> _Trecho selecionado_

O PT nunca abandonou suas bandeiras históricas, mas sabe que não tem força política hoje para realizar todas elas, porque tem a consciência de que a esquerda é minoria na sociedade e no parlamento. Por isso, aproveita as contradições da burguesia e faz alianças com alguns de seus setores e com setores da própria direita, para viabilizar os avanços possíveis dentro do seu projeto de melhorar o padrão de vida dos trabalhadores. O PSOL condena essas alianças táticas que o PT fez e não reconhece os avanços alcançados com elas para o país. Elegeu de fato o PT como seu inimigo principal, e luta contra o PT de forma muito mais aguerrida do que contra o PSDB e o DEM. A verdade é que o PSOL é mais anti-petista do que anti-tucano. Isso só não vê quem não quer. Não foi um ponto fora da curva o apoio do falecido Plínio a José Serra, contra Haddad, na última eleição para prefeito de São Paulo. Plínio foi coerente com a linha ferozmente anti-petista de seu partido.

> _Enunciado da tarefa_
Transcreva na íntegra o trecho sobre o PT e o PSOL, sem nenhuma alteração. Recorra unicamente ao trecho, sem buscar informações externas.

> _Seção de dados_
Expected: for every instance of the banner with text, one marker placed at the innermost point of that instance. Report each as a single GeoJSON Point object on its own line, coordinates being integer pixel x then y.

> _Resposta à tarefa_
O PT nunca abandonou suas bandeiras históricas, mas sabe que não tem força política hoje para realizar todas elas, porque tem a consciência de que a esquerda é minoria na sociedade e no parlamento. Por isso, aproveita as contradições da burguesia e faz alianças com alguns de seus setores e com setores da própria direita, para viabilizar os avanços possíveis dentro do seu projeto de melhorar o padrão de vida dos trabalhadores. O PSOL condena essas alianças táticas que o PT fez e não reconhece os avanços alcançados com elas para o país. Elegeu de fato o PT como seu inimigo principal, e luta contra o PT de forma muito mais aguerrida do que contra o PSDB e o DEM. A verdade é que o PSOL é mais anti-petista do que anti-tucano. Isso só não vê quem não quer. Não foi um ponto fora da curva o apoio do falecido Plínio a José Serra, contra Haddad, na última eleição para prefeito de São Paulo. Plínio foi coerente com a linha ferozmente anti-petista de seu partido.